### What is expected
Can you copy the lines of the listing below, word for word, from the line containing "Place a point on every instance of the rear door" through the line containing "x=270 y=100", with both of those lines included?

--- Begin Raw records ---

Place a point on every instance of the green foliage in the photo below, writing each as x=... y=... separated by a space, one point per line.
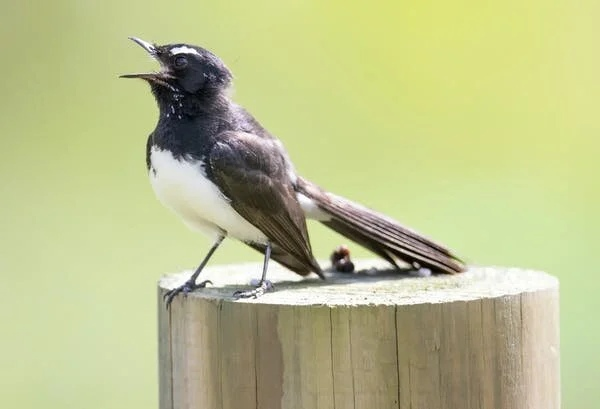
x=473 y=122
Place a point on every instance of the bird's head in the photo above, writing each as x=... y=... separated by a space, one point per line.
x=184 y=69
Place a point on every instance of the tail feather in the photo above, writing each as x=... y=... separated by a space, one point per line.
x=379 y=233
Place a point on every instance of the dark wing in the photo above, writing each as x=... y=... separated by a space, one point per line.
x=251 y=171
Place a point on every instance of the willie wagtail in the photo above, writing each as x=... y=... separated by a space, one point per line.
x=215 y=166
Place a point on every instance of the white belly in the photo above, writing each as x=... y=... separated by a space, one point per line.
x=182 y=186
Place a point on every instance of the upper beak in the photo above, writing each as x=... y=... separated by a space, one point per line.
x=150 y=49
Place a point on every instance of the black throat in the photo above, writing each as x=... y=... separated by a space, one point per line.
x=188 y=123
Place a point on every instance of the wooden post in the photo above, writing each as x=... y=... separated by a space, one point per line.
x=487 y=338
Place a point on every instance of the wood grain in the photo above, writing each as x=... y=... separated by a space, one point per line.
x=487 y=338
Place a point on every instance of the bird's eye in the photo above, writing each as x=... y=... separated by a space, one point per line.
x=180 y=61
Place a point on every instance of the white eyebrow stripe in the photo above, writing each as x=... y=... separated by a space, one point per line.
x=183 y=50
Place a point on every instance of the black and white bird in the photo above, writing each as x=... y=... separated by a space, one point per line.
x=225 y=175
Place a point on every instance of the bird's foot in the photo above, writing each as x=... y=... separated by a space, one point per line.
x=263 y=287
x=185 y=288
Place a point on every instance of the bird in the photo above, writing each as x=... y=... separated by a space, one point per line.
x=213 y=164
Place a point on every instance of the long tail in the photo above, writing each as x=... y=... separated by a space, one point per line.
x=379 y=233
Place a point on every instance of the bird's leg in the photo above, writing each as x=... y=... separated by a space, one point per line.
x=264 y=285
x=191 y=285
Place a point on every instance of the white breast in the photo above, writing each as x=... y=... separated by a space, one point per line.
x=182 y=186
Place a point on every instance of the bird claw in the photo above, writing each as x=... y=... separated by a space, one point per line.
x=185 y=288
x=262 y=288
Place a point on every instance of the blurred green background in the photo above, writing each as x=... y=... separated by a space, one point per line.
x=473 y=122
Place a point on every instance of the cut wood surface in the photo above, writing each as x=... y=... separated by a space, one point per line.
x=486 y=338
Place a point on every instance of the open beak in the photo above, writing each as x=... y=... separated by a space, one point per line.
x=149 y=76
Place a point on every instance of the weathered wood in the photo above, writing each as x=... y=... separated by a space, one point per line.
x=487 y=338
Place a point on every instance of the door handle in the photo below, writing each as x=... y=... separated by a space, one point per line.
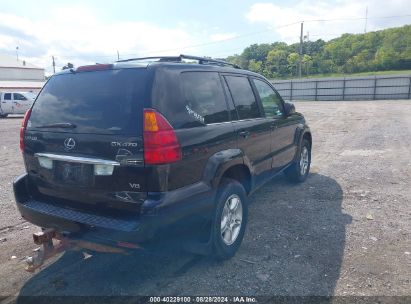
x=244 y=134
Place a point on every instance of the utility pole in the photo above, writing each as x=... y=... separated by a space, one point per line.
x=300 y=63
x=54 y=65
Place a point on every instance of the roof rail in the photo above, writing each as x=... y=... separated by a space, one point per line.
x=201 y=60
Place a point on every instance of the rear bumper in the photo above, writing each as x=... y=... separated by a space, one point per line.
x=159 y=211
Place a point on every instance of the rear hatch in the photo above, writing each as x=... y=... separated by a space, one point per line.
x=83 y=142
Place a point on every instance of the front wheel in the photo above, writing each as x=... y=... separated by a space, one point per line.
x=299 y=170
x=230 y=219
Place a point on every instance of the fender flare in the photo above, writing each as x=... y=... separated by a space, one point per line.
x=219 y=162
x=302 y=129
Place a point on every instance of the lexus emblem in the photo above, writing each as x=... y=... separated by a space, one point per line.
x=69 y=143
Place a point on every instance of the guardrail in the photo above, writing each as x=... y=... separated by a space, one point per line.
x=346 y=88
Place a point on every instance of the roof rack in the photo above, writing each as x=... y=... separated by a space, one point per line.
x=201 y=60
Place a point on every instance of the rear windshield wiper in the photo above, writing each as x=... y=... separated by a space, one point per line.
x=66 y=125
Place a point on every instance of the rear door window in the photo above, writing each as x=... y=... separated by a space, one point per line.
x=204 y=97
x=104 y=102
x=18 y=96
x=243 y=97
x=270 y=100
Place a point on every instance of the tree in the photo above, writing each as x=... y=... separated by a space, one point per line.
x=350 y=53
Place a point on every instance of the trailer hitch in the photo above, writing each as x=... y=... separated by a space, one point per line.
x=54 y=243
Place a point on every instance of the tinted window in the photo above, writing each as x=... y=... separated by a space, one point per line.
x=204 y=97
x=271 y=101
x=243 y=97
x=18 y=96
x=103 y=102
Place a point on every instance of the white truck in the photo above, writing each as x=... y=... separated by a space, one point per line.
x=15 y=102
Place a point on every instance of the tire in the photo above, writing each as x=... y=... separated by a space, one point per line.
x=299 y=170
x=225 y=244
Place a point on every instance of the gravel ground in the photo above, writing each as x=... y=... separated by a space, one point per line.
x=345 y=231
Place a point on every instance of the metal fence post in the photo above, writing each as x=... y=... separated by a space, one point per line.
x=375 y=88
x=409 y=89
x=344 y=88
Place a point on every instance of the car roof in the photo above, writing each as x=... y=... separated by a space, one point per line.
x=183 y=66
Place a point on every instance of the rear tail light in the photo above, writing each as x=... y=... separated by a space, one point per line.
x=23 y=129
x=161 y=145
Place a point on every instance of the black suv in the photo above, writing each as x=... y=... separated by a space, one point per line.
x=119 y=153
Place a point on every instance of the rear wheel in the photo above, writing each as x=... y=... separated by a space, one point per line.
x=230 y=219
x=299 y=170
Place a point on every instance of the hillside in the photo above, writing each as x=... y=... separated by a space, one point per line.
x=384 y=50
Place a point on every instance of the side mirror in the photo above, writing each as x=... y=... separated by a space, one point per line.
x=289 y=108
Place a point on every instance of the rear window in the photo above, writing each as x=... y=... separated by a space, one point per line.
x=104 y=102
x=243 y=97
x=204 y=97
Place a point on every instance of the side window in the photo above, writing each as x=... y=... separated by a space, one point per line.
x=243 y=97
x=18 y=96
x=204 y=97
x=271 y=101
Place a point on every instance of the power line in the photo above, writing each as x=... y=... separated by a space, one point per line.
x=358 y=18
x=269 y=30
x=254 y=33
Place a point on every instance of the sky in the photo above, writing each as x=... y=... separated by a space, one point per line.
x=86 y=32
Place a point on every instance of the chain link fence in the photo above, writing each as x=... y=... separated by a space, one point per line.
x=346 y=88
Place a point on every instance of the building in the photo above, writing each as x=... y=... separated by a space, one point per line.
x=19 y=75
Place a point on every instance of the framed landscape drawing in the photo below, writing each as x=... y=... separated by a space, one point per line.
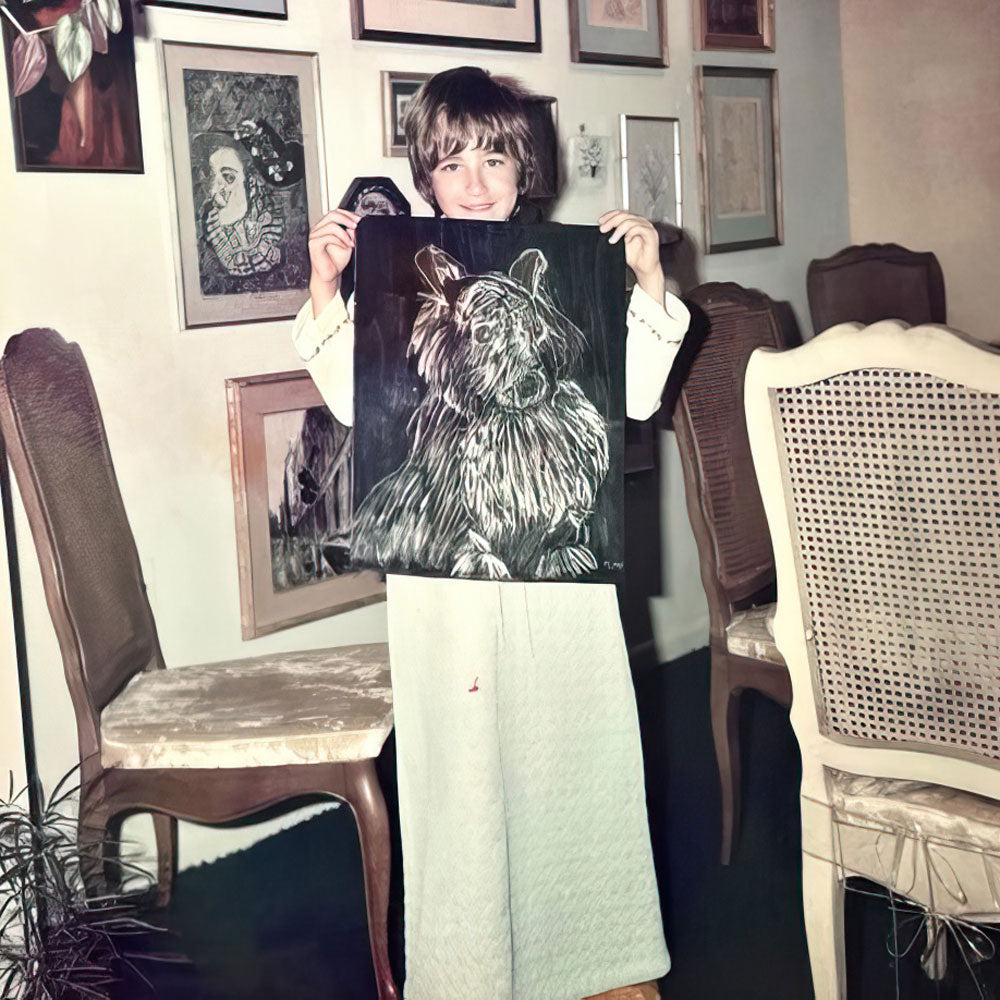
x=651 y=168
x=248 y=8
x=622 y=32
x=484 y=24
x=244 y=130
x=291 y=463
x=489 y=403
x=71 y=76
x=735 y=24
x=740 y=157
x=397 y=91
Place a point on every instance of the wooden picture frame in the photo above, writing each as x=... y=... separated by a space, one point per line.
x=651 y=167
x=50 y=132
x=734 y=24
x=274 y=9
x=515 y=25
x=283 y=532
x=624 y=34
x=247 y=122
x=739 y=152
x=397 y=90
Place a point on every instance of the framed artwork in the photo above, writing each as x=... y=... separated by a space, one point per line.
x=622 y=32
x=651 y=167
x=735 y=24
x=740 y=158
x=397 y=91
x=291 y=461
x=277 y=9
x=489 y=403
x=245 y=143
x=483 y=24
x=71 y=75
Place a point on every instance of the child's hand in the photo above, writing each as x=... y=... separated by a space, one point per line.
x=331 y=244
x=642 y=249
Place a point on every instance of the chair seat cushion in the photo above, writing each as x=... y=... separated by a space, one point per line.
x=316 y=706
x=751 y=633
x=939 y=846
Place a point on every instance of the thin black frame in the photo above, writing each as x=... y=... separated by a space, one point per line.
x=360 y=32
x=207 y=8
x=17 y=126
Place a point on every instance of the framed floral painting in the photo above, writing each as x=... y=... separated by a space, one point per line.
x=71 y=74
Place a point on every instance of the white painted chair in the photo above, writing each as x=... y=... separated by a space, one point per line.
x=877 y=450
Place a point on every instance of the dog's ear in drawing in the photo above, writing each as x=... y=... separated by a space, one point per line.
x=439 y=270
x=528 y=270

--- End Raw records ---

### Response for this exercise
Place a point on every instance of the rear door window in the photo above, writing each as x=... y=... separated by a space, one point per line.
x=204 y=97
x=104 y=102
x=18 y=96
x=243 y=97
x=270 y=100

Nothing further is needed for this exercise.